The entries are to be printed again word for word, but no picture may appear.

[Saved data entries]
------------------------------------------------
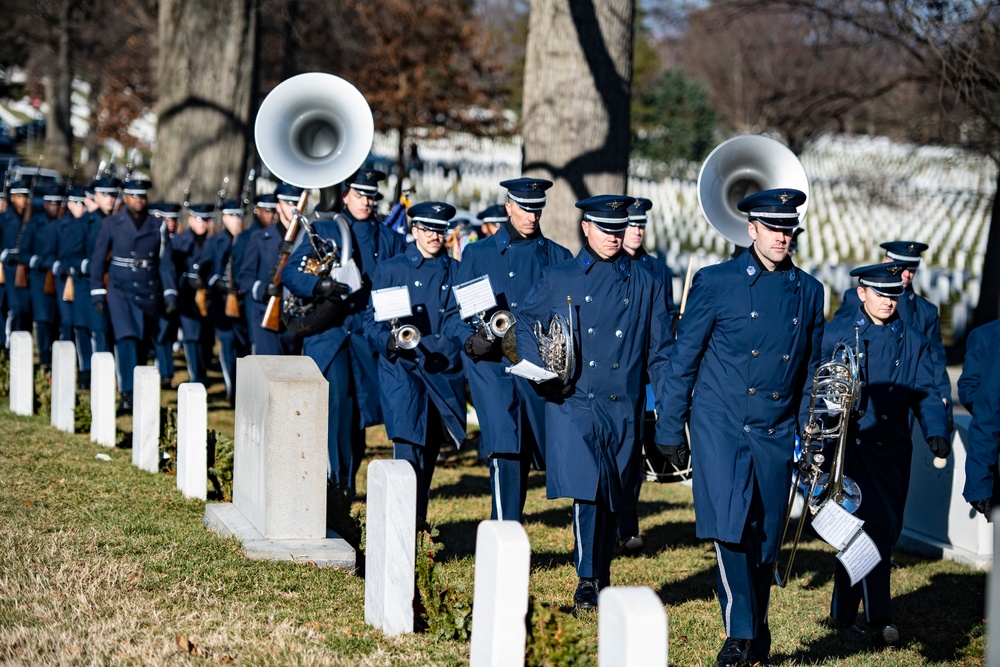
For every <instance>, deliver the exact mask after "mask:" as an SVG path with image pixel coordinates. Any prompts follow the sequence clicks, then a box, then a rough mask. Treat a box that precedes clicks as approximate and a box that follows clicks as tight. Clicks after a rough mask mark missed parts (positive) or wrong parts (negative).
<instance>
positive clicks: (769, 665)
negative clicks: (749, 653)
mask: <svg viewBox="0 0 1000 667" xmlns="http://www.w3.org/2000/svg"><path fill="white" fill-rule="evenodd" d="M747 665H749V666H750V667H774V663H773V662H771V656H770V655H768V654H764V655H758V654H757V653H754V652H753V651H750V654H749V655H748V656H747Z"/></svg>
------------------------------------------------
SOLUTION TO THIS EXERCISE:
For every <instance>, deliver the exact mask after "mask:" as an SVG path with image pixel coordinates. Any prompts follow the sequence clicks, then a box, then a rough mask. Treat a box that precedes clicks as approximate and a box that follows clicks as tight. Clicks after a rough mask mark missed parts (positive) or wrong parts (negative).
<instance>
positive clicks: (769, 665)
negative clicks: (749, 653)
mask: <svg viewBox="0 0 1000 667" xmlns="http://www.w3.org/2000/svg"><path fill="white" fill-rule="evenodd" d="M747 665H749V666H750V667H774V663H773V662H771V656H770V655H768V654H764V655H758V654H757V653H754V652H753V651H750V654H749V655H748V656H747Z"/></svg>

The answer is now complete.